# Written task
Scale everything from the line containing "Task: indicate the attic" down to the line containing "x=979 y=587", both ends included, by rewriting only those lines with the requests kept as they are. Multiply every answer coordinate by 2.35 and round it to a whole number, with halves rounding up.

# Dataset excerpts on object pointing
· · · · · · ·

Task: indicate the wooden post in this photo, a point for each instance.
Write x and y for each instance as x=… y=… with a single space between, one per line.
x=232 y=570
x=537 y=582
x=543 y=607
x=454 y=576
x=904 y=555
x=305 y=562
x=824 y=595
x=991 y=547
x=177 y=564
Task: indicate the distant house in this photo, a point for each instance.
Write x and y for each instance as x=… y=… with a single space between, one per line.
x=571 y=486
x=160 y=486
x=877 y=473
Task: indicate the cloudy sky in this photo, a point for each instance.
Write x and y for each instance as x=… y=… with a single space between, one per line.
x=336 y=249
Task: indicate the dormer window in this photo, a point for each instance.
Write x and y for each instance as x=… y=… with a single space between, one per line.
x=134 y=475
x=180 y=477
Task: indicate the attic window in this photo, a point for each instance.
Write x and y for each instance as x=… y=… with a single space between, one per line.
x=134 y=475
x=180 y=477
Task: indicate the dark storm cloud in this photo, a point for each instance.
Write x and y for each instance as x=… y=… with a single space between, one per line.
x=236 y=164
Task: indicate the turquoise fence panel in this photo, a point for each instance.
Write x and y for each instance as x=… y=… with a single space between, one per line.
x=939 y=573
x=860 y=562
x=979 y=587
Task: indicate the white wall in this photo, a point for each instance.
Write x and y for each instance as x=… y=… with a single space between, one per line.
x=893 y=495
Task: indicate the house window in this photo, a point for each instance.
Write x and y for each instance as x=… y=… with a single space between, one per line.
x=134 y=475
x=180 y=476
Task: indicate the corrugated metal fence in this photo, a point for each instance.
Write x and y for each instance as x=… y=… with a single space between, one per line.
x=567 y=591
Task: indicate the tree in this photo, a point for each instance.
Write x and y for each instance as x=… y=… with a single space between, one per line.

· · · · · · ·

# Answer below
Task: indicate the attic window in this photo, a point for each instance.
Write x and y for each instance as x=… y=… with a single space between, one per line.
x=315 y=1116
x=423 y=1121
Task: indicate the dark storm cloud in this photo, a point for each instance.
Write x and y for each instance as x=… y=… with a single space between, one per line.
x=555 y=385
Task: indicate the turquoise fence panel in this photo, a point for each instance.
Write x and y for each instance as x=… y=… with a single space between, one per line.
x=2207 y=1347
x=2021 y=1321
x=2301 y=1379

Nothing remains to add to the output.